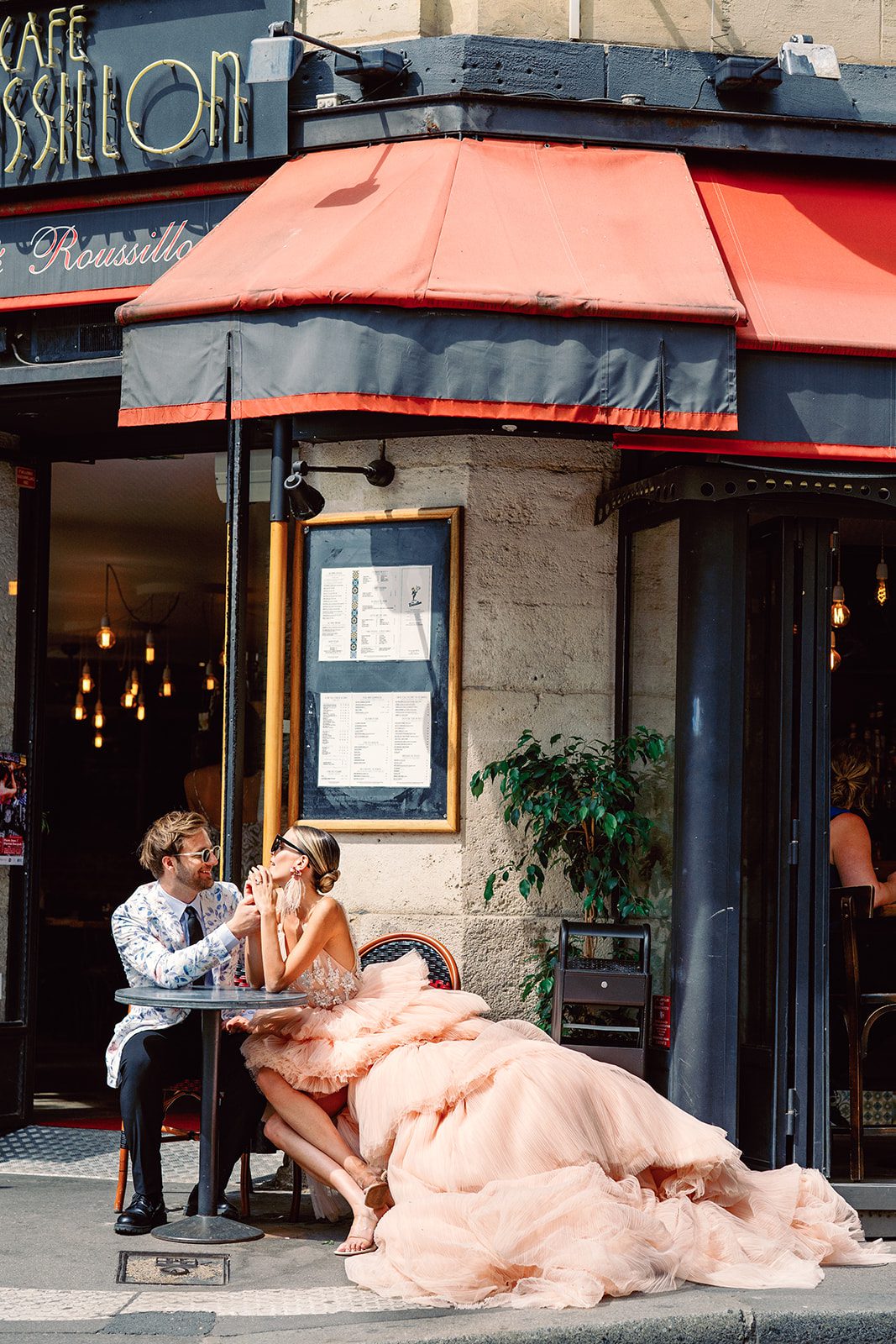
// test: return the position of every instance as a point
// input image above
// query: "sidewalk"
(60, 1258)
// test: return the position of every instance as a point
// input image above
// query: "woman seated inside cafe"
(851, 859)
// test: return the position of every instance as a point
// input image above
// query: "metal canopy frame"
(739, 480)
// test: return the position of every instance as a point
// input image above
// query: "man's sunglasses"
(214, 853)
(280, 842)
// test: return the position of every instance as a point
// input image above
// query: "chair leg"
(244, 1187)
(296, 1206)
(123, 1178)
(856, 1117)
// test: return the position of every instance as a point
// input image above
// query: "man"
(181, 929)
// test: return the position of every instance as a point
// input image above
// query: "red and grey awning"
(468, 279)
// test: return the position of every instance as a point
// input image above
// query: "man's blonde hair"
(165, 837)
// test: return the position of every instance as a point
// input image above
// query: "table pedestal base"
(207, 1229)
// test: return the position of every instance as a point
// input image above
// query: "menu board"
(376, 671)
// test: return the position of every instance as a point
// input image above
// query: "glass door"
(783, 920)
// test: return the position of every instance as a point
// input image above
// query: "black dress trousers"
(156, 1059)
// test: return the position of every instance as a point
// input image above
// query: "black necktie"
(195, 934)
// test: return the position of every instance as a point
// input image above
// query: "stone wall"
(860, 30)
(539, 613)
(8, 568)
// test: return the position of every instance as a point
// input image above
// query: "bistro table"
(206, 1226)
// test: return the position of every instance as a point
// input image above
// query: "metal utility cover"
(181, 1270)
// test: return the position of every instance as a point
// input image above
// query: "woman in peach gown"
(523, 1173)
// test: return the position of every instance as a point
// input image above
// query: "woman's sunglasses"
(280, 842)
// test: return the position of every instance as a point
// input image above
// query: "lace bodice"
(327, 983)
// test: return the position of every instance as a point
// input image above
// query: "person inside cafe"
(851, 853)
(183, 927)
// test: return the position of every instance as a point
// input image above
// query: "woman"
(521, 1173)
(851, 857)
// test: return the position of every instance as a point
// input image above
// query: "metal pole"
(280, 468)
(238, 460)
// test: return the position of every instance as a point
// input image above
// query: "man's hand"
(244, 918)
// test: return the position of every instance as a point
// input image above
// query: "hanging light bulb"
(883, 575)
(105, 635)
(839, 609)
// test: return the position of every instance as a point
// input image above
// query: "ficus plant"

= = =

_Task instructions_. Without including any picture, write out the material above verbatim.

_Answer space_.
// test: return the position of every instance as a point
// input image above
// query: "sidewalk"
(60, 1258)
// test: return the position of every instance as a point
// input image above
// query: "woman seated inside cafe"
(851, 859)
// test: return the position of every instance as a point
// input image above
// query: "metal canopy frame"
(739, 480)
// test: return the position of every instance as a point
// input image above
// query: "man's sunglasses"
(214, 853)
(280, 842)
// test: return the position of every instance as a point
// input image above
// query: "chair leg"
(244, 1187)
(296, 1206)
(123, 1178)
(856, 1117)
// test: return the position of every instance as a point
// input image above
// query: "man"
(181, 929)
// test: return the position of every instance as a point
// input image above
// query: "red and grey awning"
(468, 279)
// test: return the position of every instance as a point
// input image above
// query: "man's blonde hair"
(165, 837)
// test: return the position of every instance as a point
// input image above
// query: "table pedestal base"
(207, 1229)
// test: return the position of every instance as a point
// input image above
// query: "menu board"
(376, 671)
// test: return the position of every instance as a point
// input image above
// query: "glass door"
(783, 920)
// test: return the position of every instance as a point
// input image above
// query: "black dress trousers"
(156, 1059)
// test: return the position of every instance as a point
// input image above
// query: "black necktie"
(195, 934)
// test: return the position of every instance as a point
// input image above
// query: "stone wall"
(860, 30)
(539, 613)
(8, 568)
// test: return the position of every instance as a point
// input image above
// query: "bistro table"
(206, 1226)
// test: return the position of every instance as a point
// input image above
// query: "metal utility cover"
(181, 1270)
// test: return the position of every instance as a point
// input image above
// query: "woman in peach gown"
(523, 1173)
// test: return the position of every instance as a point
// input image above
// query: "woman's sunglasses"
(280, 842)
// test: return the position of every instance as a point
// input image above
// query: "lace bodice"
(327, 983)
// test: return the position of every instance as a point
// input image above
// query: "person inside cafe"
(851, 853)
(183, 927)
// test: return the position of every instance as a point
// input image above
// query: "woman"
(521, 1173)
(851, 857)
// test: return the position of every instance as a point
// input image above
// query: "metal pole"
(280, 468)
(238, 460)
// test: return the position of every instance as a point
// input image above
// query: "man's hand"
(244, 918)
// test: return the position of every instance as a point
// input image above
// query: "hanging light bulb"
(883, 575)
(105, 635)
(839, 609)
// test: return the position of every instance as a point
// input image above
// query: "ficus plant"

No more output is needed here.